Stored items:

···

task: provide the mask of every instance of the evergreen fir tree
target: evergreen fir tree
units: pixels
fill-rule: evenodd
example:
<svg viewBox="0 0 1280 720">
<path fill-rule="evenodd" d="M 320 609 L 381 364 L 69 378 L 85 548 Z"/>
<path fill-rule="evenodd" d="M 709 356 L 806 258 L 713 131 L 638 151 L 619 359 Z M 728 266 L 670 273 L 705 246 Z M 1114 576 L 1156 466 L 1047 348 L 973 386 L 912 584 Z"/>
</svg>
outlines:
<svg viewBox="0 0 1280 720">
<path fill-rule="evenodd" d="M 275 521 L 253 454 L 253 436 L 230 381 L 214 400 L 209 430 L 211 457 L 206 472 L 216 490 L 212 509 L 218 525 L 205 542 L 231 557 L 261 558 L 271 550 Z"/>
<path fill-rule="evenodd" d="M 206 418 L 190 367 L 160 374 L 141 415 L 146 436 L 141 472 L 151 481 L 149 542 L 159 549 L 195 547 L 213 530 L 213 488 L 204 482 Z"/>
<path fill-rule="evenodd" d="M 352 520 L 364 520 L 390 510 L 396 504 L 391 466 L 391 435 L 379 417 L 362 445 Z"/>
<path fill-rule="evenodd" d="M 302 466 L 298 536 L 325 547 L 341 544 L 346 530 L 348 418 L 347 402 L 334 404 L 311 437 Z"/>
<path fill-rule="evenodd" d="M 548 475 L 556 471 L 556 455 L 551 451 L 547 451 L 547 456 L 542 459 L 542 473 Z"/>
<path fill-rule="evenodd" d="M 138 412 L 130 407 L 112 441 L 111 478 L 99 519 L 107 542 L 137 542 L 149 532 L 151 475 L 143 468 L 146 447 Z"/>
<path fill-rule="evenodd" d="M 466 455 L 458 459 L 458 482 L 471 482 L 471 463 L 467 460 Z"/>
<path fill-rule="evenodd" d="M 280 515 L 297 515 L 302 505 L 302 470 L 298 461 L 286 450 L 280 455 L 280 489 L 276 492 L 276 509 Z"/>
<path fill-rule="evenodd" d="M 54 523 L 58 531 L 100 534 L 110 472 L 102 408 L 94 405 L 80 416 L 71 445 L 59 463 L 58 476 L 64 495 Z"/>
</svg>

···

▶ [Problem description]:
An exact transcription of the data above is required.

▶ [Exercise response]:
task: provide the mask of every instance of the evergreen fir tree
target: evergreen fir tree
units: pixels
fill-rule: evenodd
example:
<svg viewBox="0 0 1280 720">
<path fill-rule="evenodd" d="M 320 609 L 381 364 L 69 378 L 85 548 Z"/>
<path fill-rule="evenodd" d="M 709 356 L 806 258 L 713 131 L 638 151 L 619 359 Z M 728 266 L 670 273 L 705 246 Z M 1114 576 L 1156 466 L 1047 348 L 973 386 L 912 584 Z"/>
</svg>
outlines:
<svg viewBox="0 0 1280 720">
<path fill-rule="evenodd" d="M 275 521 L 253 454 L 253 436 L 230 381 L 214 400 L 209 430 L 211 457 L 206 472 L 216 490 L 212 509 L 218 525 L 205 542 L 231 557 L 261 558 L 271 550 Z"/>
<path fill-rule="evenodd" d="M 206 418 L 190 367 L 160 374 L 141 415 L 146 436 L 141 472 L 151 481 L 149 542 L 159 549 L 195 547 L 213 530 L 213 488 L 204 482 Z"/>
<path fill-rule="evenodd" d="M 352 520 L 364 520 L 390 510 L 396 504 L 391 466 L 391 435 L 379 417 L 362 445 Z"/>
<path fill-rule="evenodd" d="M 302 466 L 298 536 L 325 547 L 341 544 L 346 530 L 348 418 L 347 402 L 334 404 L 311 437 Z"/>
<path fill-rule="evenodd" d="M 548 475 L 556 471 L 556 455 L 551 451 L 547 451 L 547 456 L 542 459 L 542 473 Z"/>
<path fill-rule="evenodd" d="M 138 412 L 130 407 L 112 441 L 111 478 L 99 519 L 107 542 L 137 542 L 149 532 L 151 475 L 143 468 L 146 447 Z"/>
<path fill-rule="evenodd" d="M 466 455 L 458 459 L 458 482 L 471 482 L 471 463 L 467 460 Z"/>
<path fill-rule="evenodd" d="M 280 515 L 297 515 L 302 505 L 302 470 L 298 461 L 286 450 L 280 455 L 280 489 L 276 492 L 276 509 Z"/>
<path fill-rule="evenodd" d="M 54 523 L 58 531 L 100 534 L 110 472 L 102 408 L 94 405 L 80 416 L 71 445 L 59 463 L 58 476 L 64 495 Z"/>
</svg>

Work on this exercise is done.